■ Aim
Reproduce the data in its entirety, exactly as supplied.

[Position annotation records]
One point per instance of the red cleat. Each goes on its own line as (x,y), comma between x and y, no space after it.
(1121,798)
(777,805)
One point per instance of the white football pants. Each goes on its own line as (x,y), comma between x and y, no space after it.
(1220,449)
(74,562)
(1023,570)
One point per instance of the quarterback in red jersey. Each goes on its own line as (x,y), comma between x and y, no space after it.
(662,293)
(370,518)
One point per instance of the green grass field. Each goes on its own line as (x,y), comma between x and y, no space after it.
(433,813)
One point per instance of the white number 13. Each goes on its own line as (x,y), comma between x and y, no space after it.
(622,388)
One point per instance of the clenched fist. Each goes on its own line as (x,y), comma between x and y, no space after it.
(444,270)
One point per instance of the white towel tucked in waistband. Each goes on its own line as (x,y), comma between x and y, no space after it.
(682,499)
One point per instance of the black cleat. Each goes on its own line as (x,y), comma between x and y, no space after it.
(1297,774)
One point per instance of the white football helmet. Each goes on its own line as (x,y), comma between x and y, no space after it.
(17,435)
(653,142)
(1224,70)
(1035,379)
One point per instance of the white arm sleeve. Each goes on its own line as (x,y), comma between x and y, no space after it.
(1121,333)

■ Right answer
One point per instance of the red cleat. Each goes on its own line as (x,y), comma between x and y, no space after it.
(1121,798)
(777,805)
One point per instance of the white football pants. Each goes on its own line as (x,y), comma between x and y, no space after it.
(1220,449)
(74,562)
(1023,570)
One point per instance of the quarterback in red jersey. Each goes on its own line as (x,y), comma between x and y, no space after it.
(662,293)
(370,518)
One point per instance of the green grass field. Each goes on its own line as (x,y), comma between x and y, no space after it.
(433,813)
One point per instance of the white number 13. Each goes on its own line as (x,y), comma between x and y, no space after it.
(622,388)
One point per instance of the clenched fist. Each goes on its own line as (x,y), comma between x and y, no space after it.
(444,270)
One point per instance of the white towel tucked in waistband. Each goes on its own line as (x,y), comma between x and y, no space after it.
(682,499)
One point per instance of the black cleat. Each goes on its own line as (x,y), comma between x and y, no space after it.
(1297,774)
One point per instance of the white football helmet. Each goes on its own line as (x,y), comma between x and y, no space after it.
(17,435)
(653,142)
(1224,70)
(1035,379)
One point per instance of the white arm sleeve. Each goes on its own line as (x,y), comma between x and y, no space after it.
(1121,333)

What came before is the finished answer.